» OBIETTIVO A
Nel testo sulla grazia, che cosa perde un'anima che perde la grazia?
» OBIETTIVO B
Riassumi in due frasi il testo sulla grazia.
» OBIETTIVO C
Continua il testo sulla grazia a partire dalla sua ultima frase.

» TESTO FORNITO
##########

"Dignare me laudare Te Virgo sacrata. Da mihi virtutem contra hostes tuos". "Corda Iésu et Marìae Sacratìssima: Nos benedìcant et custòdiant".
lunedì 4 ottobre 2021
PREGHIERA DI GUARIGIONE: La croce di Dozulé — La cruz de Dozulé
LA GRAZIA
6 giugno 1943
Ore 4,30 antimeridiane
«Quest’oggi voglio parlarti della “grazia”. Vedrai che ha attinenza con gli altri argomenti anche se a tutta prima non ti pare. Sei un po’ stanca, povera Maria, ma scrivi lo stesso. Queste lezioni ti serviranno per i giorni di digiuno in cui Io, tuo Maestro, non ti parlerò.
Cosa è la grazia? L’hai studiato e spiegato molte volte. Ma Io te lo voglio spiegare a modo mio nella sua natura e nei suoi effetti.
La grazia è possedere in voi la luce, la forza, la sapienza di Dio. Ossia possedere la somiglianza intellettuale con Dio, il segno inconfondibile della vostra figliolanza in Dio.
Senza la grazia sareste semplicemente delle creature animali, arrivate ad un tale punto di evoluzione da essere provvedute di ragione, con un’anima, ma un’anima a livello di terra, capace di condursi nelle contingenze della vita terrena ma incapace di elevarsi nelle plaghe in cui si vive la vita dello spirito. Poco di più dei bruti, perciò, i quali si regolano soltanto per istinto e, in verità, vi superano molto spesso col loro modo di condursi.
La grazia è dunque un dono sublime, il più grande dono che Dio, mio Padre, vi poteva dare. E ve lo dà gratuitamente perché il suo amore di Padre, per voi, è infinito come infinito è Lui stesso. Volere dire tutti gli attributi della grazia vorrebbe dire scrivere una lunga lista di aggettivi e sostantivi, e non spiegherebbero ancora perfettamente cosa è questo dono.
Ricorda solo questo: la grazia è possedere il Padre, vivere nel Padre; la grazia è possedere il Figlio, godere dei meriti infiniti del Figlio; la grazia è possedere lo Spirito Santo, fruire dei suoi sette doni. La grazia, insomma, è possedere Noi, Dio Uno e Trino, ed avere intorno alla vostra persona mortale le schiere degli angeli che adorano Noi in voi.
Un’anima che perde la grazia perde tutto. Per lei inutilmente il Padre l’ha creata, per lei inutilmente il Figlio l’ha redenta, per lei inutilmente lo Spirito Santo l’ha infusa dei suoi doni, per lei inutilmente sono i Sacramenti. È morta. Ramo putrido che sotto l’azione corrosiva del peccato si stacca e cade dall’albero vitale e finisce di corrompersi nel fango. Se un’anima sapesse conservarsi come è dopo il Battesimo e dopo la Confermazione, ossia quando essa è imbibita letteralmente dalla grazia, quell’anima sarebbe di poco minore a Dio. E questo ti dica tutto.

##########

» RIGHE DEL DATASET
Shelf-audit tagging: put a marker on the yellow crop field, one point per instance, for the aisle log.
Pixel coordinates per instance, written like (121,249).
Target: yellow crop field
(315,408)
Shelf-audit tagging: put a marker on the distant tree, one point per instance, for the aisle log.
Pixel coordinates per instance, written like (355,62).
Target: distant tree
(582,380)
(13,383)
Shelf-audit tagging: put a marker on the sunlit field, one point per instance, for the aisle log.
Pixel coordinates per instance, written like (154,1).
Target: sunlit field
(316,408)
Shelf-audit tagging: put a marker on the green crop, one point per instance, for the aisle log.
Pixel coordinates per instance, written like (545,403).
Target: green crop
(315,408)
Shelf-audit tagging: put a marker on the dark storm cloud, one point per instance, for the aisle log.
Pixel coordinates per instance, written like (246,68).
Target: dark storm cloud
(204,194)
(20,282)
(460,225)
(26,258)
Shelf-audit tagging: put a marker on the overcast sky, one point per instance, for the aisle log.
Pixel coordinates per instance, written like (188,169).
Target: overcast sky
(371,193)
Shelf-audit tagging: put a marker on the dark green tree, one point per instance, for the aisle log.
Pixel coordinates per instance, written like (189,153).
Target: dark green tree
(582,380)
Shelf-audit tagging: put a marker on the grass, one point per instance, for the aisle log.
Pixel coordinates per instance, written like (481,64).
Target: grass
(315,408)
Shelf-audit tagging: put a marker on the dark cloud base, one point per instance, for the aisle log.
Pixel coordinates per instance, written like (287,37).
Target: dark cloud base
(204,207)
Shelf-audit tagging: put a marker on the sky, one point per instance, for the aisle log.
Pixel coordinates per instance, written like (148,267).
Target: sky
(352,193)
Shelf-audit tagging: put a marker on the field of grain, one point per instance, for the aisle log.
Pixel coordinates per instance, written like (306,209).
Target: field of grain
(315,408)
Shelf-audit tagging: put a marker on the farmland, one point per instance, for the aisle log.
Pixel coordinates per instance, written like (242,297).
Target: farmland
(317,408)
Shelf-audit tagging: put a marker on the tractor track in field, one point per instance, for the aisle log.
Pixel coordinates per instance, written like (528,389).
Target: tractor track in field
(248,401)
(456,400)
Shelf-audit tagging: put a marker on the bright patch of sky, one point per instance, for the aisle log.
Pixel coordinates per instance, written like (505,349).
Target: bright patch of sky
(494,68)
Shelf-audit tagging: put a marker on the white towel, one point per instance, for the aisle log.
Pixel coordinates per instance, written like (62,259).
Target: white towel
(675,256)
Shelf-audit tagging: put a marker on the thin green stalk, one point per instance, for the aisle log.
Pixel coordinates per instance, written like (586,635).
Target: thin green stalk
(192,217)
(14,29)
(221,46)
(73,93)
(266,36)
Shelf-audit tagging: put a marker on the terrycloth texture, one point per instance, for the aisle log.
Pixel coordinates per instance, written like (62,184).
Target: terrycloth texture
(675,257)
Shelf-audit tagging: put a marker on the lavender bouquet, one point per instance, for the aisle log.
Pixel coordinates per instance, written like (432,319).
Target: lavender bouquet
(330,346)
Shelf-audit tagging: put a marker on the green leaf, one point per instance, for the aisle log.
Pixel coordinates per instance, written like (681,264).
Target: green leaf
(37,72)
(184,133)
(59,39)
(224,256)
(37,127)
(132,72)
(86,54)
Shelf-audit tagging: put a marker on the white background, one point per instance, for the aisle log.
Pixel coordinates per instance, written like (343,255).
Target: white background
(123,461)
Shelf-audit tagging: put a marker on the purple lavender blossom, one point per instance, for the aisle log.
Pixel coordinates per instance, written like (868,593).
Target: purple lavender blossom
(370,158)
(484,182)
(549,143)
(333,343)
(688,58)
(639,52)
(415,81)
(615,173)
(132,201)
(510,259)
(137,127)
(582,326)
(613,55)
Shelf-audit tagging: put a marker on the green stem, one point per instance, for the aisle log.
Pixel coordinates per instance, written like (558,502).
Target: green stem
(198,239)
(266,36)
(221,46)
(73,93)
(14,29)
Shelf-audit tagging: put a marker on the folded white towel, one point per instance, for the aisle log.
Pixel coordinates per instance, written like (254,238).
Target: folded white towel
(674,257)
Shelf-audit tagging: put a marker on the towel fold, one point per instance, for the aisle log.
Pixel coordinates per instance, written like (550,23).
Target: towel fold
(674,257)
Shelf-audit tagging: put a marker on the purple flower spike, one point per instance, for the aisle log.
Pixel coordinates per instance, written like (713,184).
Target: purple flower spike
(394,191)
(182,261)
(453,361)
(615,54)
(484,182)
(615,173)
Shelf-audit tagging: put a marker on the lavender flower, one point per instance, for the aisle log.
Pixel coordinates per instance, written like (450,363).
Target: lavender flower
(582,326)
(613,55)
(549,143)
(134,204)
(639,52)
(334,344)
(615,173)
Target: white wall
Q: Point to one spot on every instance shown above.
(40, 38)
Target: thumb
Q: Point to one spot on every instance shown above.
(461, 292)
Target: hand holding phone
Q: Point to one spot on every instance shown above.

##########

» RISPOSTA A
Perde tutto.

» RISPOSTA B
Il testo, datato 6 giugno 1943, spiega che la grazia è possedere la luce, la forza e la sapienza di Dio, un dono sublime dato gratuitamente che equivale a possedere Dio Uno e Trino. Senza la grazia l'uomo sarebbe poco più dei bruti, e l'anima che la perde perde tutto ed è morta.

» RISPOSTA C
Quando leggete i prodigi dei miei santi, voi strabiliate. Ma, mia cara, non c’è nulla da strabiliare. I miei santi erano creature che possedevano la grazia, erano dèi, perciò, perché la grazia vi deifica. Non l’ho forse detto[33] Io nel mio Vangelo che i miei faranno gli stessi prodigi che Io faccio? Ma per essere miei occorre vivere della mia Vita, ossia della vita della grazia.
Se voleste, potreste tutti essere capaci di prodigi, ossia di santità. Anzi Io vorrei che lo foste, perché allora vorrebbe dire che il mio Sacrificio è stato coronato da vittoria e che Io vi ho realmente strappati all’impero del Maligno, relegandolo nel suo Inferno, ribattendo sulla bocca di esso una pietra inamovibile e ponendo su essa il trono di mia Madre, che fu l’Unica che tenne il suo calcagno sul dragone[34], impotente di nuocerle.
Non tutte le anime in grazia possiedono la grazia nella stessa misura. Non perché Noi la si infonda in misura diversa, ma perché in diversa maniera voi la sapete conservare in voi. Il peccato mortale distrugge la grazia, il peccato veniale la sgretola, le imperfezioni la anemizzano. Vi sono anime, non del tutto cattive, che languono in una etisia spirituale perché, con la loro inerzia, che le spinge a compiere continue imperfezioni, sempre più assottigliano la grazia, rendendola un filo esilissimo, una fiammolina languente. Mentre dovrebbe essere un fuoco, un incendio vivo, bello, purificatore. Il mondo crolla perché crolla la grazia nella quasi totalità delle anime e nelle altre langue.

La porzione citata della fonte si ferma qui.